◆ **Work instructions**: Reproduce a passage of the talk announcement below word for word, beginning with the words "Speaker: Pro. Wiesław" and ending after the words "Time: 9.00-10.00 a.m.".

Speaker: Pro. Wiesław Stanisław Stręk
Topic: Laser-Induced Hydrogen Generation from alcohols and water using Graphene as a Target
Date: April 18th, 2024 (Thursday)
Time: 9.00-10.00 a.m.
Venue: Room 428, School of Physics and Electronic Engineering
Sponsors: School of Physics and Electronic Engineering, Institute of Science and Technology
Biography:
He received a PhD degree in at the Institute of Low Temperature and Structure Research, Polish Academy of Sciences in Wroclaw in 1979 and Full Professor title in 1991. Employed at the Institute of Low Temperature and Structure Research, Polish Academy of Sciences in Wroclaw since 1971. His research activity covers laser spectroscopy, luminescence properties of rare earth and transition metal ions in crystal, glasses and nanostructures, theory of electronic relaxation (f-f and d-d radiationless transitions, multiphoton transitions in rare earth complexes, cooperative interactions) in metal complexes, nonlinear optics, sol-gel materials, nanotechnology, size-effects in nanomaterials, nanomaterials for fuel cells, nanophosphors, optical nanoceramics, optical sensors, biophysics (photodynamical therapy, bioimaging, cryotherapy). Author/co-author of around 800 papers with more than 13000 citations (without self-citations), Hirsch index-57. Co-author of more than 35 patents and patent applications in optical security, nanotechnology, cryotherapy, laser therapy, sol-gel technology, phosphors, thermal insulation porous materials, magnetic materials. Visiting professor at institutes and universities in France, Denmark, Brazil, Israel, Belarus, Russia, Vietnam, Italy, Germany.

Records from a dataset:

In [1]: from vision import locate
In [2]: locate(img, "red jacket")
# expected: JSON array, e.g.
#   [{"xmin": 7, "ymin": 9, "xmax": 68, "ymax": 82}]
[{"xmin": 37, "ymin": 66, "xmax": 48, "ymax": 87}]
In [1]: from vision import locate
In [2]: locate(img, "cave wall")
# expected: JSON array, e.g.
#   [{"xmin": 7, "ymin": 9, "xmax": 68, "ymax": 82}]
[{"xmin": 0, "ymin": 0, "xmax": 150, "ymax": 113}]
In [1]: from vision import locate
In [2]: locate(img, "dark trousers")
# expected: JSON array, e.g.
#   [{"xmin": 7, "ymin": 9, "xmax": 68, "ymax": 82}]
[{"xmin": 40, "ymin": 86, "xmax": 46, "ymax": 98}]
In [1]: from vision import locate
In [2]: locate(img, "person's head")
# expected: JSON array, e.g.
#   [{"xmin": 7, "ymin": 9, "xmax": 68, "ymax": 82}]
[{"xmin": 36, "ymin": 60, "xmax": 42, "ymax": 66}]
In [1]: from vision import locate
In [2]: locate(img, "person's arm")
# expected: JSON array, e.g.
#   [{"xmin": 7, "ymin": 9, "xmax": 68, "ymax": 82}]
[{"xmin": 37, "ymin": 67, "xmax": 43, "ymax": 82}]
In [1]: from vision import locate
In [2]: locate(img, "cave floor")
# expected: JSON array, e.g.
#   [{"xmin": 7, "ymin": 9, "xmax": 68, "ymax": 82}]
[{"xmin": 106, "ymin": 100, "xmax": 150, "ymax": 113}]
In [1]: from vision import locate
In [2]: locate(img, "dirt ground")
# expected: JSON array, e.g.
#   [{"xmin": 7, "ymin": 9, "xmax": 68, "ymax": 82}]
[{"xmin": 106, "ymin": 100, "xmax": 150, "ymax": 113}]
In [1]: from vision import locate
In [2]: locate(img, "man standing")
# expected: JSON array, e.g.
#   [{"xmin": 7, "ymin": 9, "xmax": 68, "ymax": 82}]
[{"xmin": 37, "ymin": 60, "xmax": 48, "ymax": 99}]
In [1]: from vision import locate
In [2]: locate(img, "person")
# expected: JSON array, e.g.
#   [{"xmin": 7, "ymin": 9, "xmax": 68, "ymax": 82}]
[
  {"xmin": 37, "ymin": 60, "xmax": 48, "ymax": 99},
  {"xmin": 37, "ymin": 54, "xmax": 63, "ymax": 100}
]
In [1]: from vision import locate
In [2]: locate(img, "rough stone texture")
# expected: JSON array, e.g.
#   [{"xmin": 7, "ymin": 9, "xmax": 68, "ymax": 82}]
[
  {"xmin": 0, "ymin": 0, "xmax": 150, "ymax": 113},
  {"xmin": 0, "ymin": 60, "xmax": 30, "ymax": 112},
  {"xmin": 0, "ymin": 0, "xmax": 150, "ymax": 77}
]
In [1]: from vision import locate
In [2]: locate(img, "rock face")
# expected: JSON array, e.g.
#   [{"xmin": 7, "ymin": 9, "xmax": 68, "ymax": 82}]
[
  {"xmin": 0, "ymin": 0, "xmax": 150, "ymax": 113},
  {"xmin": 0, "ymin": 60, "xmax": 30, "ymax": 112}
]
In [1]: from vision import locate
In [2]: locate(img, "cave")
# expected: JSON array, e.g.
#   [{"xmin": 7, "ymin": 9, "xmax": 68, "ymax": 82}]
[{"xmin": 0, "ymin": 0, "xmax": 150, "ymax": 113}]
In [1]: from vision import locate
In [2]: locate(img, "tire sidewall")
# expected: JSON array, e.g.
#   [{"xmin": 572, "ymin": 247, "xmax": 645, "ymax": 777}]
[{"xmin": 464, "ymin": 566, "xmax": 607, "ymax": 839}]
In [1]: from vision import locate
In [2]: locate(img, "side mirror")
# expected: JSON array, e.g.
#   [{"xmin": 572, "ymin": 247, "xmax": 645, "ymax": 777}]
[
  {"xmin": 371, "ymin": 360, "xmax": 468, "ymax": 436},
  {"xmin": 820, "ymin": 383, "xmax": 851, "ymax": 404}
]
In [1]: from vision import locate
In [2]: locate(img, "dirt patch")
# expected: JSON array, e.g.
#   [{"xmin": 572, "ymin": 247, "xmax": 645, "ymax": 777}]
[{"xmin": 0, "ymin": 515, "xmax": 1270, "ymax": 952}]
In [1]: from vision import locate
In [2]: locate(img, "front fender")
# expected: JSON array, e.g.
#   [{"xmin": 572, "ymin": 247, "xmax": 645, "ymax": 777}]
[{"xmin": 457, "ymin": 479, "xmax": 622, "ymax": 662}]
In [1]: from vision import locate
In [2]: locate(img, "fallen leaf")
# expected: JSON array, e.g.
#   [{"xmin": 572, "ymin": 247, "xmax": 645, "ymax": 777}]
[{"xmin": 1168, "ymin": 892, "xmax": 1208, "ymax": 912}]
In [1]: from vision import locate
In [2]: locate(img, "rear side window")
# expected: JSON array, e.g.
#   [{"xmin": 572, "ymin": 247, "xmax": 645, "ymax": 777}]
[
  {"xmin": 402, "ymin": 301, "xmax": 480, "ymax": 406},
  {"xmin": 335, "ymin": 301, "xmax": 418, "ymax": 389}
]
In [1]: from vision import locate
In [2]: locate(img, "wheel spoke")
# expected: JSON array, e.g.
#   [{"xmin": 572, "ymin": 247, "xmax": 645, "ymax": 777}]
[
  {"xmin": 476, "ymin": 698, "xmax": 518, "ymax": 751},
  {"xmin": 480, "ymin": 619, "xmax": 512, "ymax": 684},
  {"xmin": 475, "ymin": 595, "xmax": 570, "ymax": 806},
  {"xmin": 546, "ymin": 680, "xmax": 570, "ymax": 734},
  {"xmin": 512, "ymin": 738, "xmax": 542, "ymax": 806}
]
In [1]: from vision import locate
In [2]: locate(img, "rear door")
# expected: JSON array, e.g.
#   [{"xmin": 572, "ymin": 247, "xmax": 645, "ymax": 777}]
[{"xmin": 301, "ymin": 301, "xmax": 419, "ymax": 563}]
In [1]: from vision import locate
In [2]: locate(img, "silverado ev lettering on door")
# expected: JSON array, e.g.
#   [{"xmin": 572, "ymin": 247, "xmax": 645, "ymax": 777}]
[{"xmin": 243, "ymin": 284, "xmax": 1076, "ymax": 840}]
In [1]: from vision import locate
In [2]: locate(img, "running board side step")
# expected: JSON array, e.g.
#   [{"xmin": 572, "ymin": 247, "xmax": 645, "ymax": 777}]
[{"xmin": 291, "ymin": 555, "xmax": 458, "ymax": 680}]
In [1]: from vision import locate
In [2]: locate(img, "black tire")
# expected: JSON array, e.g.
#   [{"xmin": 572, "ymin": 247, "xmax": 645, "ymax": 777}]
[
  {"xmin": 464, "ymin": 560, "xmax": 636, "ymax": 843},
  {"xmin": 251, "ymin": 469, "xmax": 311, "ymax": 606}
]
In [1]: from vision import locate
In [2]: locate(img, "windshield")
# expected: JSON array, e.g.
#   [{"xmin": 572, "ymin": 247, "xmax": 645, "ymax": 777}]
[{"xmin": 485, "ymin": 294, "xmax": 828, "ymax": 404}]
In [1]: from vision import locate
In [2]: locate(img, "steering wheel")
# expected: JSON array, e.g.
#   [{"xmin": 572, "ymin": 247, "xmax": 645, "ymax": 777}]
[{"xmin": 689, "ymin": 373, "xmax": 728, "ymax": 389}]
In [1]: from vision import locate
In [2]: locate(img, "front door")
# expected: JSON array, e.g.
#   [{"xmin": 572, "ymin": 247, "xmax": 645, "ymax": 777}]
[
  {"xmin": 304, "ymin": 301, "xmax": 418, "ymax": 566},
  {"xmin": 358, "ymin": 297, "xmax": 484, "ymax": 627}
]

◆ **Your solution**:
Speaker: Pro. Wiesław Stanisław Stręk
Topic: Laser-Induced Hydrogen Generation from alcohols and water using Graphene as a Target
Date: April 18th, 2024 (Thursday)
Time: 9.00-10.00 a.m.